What the exercise asks =
Copy out every line of the material below without changing a single character, and keep the lines in their original order.

┄┄┄┄┄┄┄┄┄┄┄┄┄┄┄┄┄┄┄┄

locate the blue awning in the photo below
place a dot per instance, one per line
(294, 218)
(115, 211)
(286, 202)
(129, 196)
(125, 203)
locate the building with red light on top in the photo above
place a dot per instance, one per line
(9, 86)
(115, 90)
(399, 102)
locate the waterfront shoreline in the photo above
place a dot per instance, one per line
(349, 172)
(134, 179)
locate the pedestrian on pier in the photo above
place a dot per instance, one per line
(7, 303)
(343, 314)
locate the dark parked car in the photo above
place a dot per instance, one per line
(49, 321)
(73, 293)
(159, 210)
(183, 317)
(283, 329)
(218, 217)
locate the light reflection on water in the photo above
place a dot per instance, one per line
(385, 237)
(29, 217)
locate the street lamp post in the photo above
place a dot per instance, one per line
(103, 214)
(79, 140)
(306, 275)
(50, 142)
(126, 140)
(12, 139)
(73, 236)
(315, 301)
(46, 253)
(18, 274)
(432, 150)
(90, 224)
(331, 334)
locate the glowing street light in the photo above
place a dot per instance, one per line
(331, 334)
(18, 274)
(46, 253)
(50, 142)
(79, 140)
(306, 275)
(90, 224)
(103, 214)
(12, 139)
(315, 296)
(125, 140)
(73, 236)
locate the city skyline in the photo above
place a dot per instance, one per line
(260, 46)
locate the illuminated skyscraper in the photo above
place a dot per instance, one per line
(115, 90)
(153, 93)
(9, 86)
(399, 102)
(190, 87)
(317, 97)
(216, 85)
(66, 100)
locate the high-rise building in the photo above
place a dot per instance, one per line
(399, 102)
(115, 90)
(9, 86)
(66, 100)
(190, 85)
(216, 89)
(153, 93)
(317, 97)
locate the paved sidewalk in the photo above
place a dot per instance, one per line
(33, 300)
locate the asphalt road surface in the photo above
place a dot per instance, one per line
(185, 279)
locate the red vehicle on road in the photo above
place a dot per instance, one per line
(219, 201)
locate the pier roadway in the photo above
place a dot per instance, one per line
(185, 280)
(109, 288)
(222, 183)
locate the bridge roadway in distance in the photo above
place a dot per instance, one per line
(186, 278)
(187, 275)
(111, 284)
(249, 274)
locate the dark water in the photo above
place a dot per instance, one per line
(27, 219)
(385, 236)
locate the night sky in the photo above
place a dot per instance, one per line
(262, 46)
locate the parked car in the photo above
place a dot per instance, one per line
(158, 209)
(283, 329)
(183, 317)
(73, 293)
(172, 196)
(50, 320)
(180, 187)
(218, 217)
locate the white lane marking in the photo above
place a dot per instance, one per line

┄┄┄┄┄┄┄┄┄┄┄┄┄┄┄┄┄┄┄┄

Full response =
locate the blue awning in the photo below
place a dot per instance, one per line
(294, 218)
(115, 211)
(286, 202)
(129, 196)
(125, 203)
locate the building with red light on top in the photo above
place a dot per instance, one per line
(9, 86)
(115, 90)
(399, 102)
locate the waterfront shoreline in the photo above
place a dot per instance, one per line
(349, 172)
(134, 179)
locate the pedestrian on pier in the photo above
place a dot per instance, one per line
(7, 303)
(343, 314)
locate the dark parked car in the photo above
place a dot per instance, one per line
(49, 321)
(73, 293)
(159, 210)
(183, 317)
(283, 329)
(218, 217)
locate the light reflection on water in the photo above
place a dot per instance, one per line
(385, 237)
(29, 217)
locate the street lamp post in the photo above
place a dot per instance, one per line
(103, 214)
(79, 140)
(306, 275)
(50, 142)
(126, 140)
(12, 139)
(73, 236)
(315, 301)
(46, 253)
(18, 274)
(432, 150)
(90, 224)
(331, 334)
locate the glowing street light in the photo above
place a dot per instance, one per line
(331, 334)
(18, 274)
(46, 253)
(50, 142)
(79, 140)
(306, 275)
(90, 224)
(103, 214)
(12, 139)
(315, 296)
(125, 140)
(73, 236)
locate the city skyline in the photo above
place a dot per instance, one per line
(260, 46)
locate the illuminated skyscraper in the photo above
place a dot per instance, one per line
(115, 90)
(153, 93)
(9, 86)
(399, 102)
(190, 87)
(317, 97)
(216, 85)
(66, 100)
locate the high-rise building in the photo above
place a dot per instance, one per line
(399, 102)
(115, 90)
(9, 86)
(66, 100)
(190, 85)
(216, 89)
(153, 93)
(317, 97)
locate the paved sidewalk in the photo above
place a dot per instance, one per line
(33, 300)
locate the asphalt road surface in the photo above
place a dot per instance, one per line
(185, 279)
locate the red vehicle on road in the photo above
place a dot per instance, one per line
(219, 201)
locate the pier roadway in the photo above
place a dot per instance, one per line
(185, 280)
(109, 288)
(222, 183)
locate the bridge roadway in distance in the photo above
place a dot per instance, one per line
(186, 278)
(187, 275)
(111, 284)
(249, 274)
locate the dark water in the photo above
place a dot per instance, one per line
(27, 219)
(385, 236)
locate the night sky in the photo above
place a dot per instance, one per line
(262, 46)
locate the parked car in the photo above
place a dot per instance, one per line
(158, 209)
(283, 329)
(183, 317)
(73, 293)
(172, 196)
(50, 320)
(180, 187)
(218, 217)
locate the white lane marking in the photo above
place a dot per instance, one per line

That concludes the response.